### TASK DETAILS
Please filter the data down to the lines that include the word "noun" and copy them.

**** LISTED ENTRIES ****

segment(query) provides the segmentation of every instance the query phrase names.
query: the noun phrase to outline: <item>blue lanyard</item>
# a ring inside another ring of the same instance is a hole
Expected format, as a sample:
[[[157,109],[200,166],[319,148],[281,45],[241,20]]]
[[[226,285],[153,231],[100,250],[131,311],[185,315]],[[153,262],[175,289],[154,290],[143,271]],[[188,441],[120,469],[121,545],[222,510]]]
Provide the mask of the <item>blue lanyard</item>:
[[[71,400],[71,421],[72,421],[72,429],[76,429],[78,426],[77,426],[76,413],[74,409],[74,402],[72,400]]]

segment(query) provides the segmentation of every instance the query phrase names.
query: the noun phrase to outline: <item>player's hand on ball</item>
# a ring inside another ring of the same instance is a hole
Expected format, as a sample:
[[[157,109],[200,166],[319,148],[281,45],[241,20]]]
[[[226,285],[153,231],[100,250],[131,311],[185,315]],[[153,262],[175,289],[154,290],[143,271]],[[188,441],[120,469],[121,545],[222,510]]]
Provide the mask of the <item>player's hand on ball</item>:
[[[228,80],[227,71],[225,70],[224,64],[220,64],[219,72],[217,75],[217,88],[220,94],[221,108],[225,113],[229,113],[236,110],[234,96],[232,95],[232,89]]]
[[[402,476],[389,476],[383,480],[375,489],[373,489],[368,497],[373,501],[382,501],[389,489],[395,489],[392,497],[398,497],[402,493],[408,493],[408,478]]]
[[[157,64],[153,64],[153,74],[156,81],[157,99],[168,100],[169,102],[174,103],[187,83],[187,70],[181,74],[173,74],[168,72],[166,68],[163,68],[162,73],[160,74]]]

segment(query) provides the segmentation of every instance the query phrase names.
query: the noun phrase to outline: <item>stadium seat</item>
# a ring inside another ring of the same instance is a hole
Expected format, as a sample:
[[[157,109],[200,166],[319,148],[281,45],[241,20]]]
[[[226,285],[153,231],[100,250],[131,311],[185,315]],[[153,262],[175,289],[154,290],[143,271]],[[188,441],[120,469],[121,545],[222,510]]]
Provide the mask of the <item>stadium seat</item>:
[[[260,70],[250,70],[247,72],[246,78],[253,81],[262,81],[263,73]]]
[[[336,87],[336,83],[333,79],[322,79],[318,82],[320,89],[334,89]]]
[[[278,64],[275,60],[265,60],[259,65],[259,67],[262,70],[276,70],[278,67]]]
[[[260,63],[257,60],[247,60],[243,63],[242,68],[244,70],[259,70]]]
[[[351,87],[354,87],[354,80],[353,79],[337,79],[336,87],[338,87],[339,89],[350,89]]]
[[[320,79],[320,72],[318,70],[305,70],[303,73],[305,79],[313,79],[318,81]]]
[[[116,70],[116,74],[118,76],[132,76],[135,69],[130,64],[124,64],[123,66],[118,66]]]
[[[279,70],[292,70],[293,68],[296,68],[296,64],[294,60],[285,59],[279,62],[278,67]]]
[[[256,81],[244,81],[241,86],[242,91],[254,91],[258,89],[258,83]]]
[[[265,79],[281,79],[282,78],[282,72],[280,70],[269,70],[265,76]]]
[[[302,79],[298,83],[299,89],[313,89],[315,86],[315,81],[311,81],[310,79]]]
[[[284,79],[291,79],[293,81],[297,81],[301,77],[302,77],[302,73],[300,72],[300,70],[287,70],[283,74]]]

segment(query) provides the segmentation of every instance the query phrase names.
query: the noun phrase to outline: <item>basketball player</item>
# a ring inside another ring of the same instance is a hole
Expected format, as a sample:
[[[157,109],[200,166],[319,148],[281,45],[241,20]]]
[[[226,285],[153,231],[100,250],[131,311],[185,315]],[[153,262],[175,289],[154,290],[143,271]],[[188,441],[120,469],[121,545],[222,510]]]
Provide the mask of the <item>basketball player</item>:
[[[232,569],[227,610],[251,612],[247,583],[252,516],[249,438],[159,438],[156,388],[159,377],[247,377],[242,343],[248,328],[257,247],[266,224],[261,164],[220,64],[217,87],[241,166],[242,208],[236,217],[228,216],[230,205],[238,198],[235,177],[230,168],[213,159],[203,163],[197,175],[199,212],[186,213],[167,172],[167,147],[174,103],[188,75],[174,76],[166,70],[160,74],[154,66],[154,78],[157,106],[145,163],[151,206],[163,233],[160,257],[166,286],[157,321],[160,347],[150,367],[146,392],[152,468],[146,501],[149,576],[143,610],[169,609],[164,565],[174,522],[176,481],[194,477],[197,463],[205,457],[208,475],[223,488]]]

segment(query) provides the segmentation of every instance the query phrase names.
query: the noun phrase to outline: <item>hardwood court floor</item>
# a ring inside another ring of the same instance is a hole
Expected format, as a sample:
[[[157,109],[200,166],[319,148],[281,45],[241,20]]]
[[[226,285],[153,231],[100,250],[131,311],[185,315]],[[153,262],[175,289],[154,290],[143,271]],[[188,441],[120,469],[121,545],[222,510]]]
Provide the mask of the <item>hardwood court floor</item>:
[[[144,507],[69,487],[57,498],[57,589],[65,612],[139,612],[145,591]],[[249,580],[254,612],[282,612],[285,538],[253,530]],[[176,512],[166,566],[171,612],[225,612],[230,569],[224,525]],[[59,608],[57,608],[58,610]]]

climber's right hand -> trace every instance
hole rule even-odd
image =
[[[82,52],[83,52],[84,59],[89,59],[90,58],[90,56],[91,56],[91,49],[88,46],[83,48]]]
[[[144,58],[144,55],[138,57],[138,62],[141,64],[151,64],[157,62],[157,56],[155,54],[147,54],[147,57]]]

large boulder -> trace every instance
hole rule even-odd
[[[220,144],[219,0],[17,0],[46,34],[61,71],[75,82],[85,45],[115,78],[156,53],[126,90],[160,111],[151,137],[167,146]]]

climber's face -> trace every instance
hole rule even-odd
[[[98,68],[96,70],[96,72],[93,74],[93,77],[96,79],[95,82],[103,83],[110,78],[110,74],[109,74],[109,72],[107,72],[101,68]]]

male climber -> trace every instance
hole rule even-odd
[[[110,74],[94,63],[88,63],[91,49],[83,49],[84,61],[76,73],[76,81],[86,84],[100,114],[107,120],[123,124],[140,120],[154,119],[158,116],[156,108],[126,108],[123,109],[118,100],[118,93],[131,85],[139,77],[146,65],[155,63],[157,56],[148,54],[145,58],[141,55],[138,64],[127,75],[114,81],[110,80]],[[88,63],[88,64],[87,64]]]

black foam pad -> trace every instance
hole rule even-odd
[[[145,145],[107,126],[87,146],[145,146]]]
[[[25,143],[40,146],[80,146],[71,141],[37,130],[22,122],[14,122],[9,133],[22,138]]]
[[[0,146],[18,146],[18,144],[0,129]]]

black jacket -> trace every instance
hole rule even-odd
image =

****

### ANSWER SPACE
query: the noun phrase to outline: <item>blue lanyard</item>
query: the noun phrase to outline: <item>player's hand on ball</item>
query: the noun phrase to outline: <item>stadium seat</item>
query: the noun phrase to outline: <item>basketball player</item>
query: the noun phrase to outline: <item>hardwood court floor</item>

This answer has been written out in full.